-- Excerpted passage --

On the morning of the parents arrival, we took the tube out to the airport and wagered what reaction we’d receive. My prediction; Mum would be in utter disbelief, Dad would be an emotional, crying mess.
I was totally correct.
The following week was a good mix of further sightseeing, catching up with extended family and eating and drinking, lots. Spending this time together as a family was very special, especially spending time with and experiencing Dad, a born and bred Londoner, within his native country. This was the first opportunity Adam and I ever got to have a proper English pint in a proper English pub with Dad and I hope we get the opportunity to do it again in the near future.
At the end our week together, I rented a car and drove up to Scotland for a two week Airbnb working holiday, exploring the distilleries and just driving aimlessly around the picturesque highlands in the time I could afford. I was finally taught how to drink Scotch properly (it absolutely does not include the use of ice) and I really want to head back sometime with a focus on hiking some of the amazing trails Scotland has to offer.
After returning the car to London, I then set out on a three week bus tour around Europe which I’ve discussed elsewhere.
All in all, this entire trip was one of the best of my life. I definitely needed a week or two of down time once I returned to Australia just to get back to my normal levels of energy.

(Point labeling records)

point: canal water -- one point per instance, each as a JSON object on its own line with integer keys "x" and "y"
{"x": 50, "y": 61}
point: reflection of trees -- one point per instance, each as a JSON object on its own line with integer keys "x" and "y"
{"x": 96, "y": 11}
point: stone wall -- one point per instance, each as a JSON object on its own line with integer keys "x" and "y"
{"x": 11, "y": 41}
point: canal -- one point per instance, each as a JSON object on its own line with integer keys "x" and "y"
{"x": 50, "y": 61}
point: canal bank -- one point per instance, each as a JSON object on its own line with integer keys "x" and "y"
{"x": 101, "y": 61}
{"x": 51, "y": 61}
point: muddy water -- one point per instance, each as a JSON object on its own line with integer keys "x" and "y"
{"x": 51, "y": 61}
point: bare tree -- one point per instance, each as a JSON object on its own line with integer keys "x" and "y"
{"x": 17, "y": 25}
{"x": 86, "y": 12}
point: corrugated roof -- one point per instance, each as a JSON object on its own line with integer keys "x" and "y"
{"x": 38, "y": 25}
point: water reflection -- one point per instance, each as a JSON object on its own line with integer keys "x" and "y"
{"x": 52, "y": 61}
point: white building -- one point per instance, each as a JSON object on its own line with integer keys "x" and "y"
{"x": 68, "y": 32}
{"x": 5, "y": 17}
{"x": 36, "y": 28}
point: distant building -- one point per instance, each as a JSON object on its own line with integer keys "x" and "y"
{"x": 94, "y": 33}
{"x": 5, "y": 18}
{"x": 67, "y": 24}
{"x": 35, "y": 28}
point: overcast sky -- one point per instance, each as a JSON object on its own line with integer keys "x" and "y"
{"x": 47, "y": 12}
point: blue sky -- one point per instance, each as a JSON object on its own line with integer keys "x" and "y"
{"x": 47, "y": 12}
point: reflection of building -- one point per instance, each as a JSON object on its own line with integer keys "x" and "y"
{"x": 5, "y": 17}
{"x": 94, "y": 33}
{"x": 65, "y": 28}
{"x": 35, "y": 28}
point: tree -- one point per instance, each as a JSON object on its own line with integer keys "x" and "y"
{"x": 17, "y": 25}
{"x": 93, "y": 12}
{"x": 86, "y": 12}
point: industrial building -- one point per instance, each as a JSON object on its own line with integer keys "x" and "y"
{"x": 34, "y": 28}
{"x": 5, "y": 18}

-- What is asked --
1. Print the records exactly, starting at the line with "point: industrial building" and ending with the last line of the records.
2. Proceed with the account of the family visit to London and the drive through Scotland, picking up after its final sentence.

-- Answers in order --
1.
point: industrial building -- one point per instance, each as a JSON object on its own line with integer keys "x" and "y"
{"x": 34, "y": 28}
{"x": 5, "y": 18}

2.
Long distance driving is something that I am very fond of. The mix of being able to experience new places and scenery combined with an enforced, somewhat meditative, somewhat ‘focused thinking’ time just clicks with me. I often uncover and develop many new ideas and perspectives while on the road, but I feel with three young kids, the future looks somewhat bleak with this form of travel…
Here are a few of the highlights from my thirties:
Thailand for a working holiday
I took a 2 week working holiday to Thailand in 2015 and have never done such great work in such little time, ever. At the time I was working on a project for PWC and managed to put almost the entire project together in record time and at a great level of quality as you can see from the demo video here.
There is something about working by a luxury pool that sets my abilities to a very high gear. It acts less as a distraction and more of a clearing agent which is somewhat counter intuitive I feel?
I took a few days towards the end of the trip to get fully off the tools and do my Open Water Scuba Diver certification. The course was done off the eastern coast of Phuket Island out near Ko Phi Phi / Maya Bay and the experience was beyond anything I had ever even imagined.
I took to Scuba diving better than I expected, without any qualms or fears, although in hindsight, it may have had something to do with all that cheap, readily available Thai valium. The experience is otherworldly, beautiful and has the uncanny effect of bringing everyone participating together in that great shared experience kind of way.
I got three new tattoos in my thirties, each having a very strong meaning to me. Each one of them has a very strong message and story which is much better communicated in person so ask me next time you see me.
I’m also a fan of not just going down the road from where you live to get a tattoo. For me personally, you need to give it some story of how it came into being or an event to anchor it to. That’s just my preference though.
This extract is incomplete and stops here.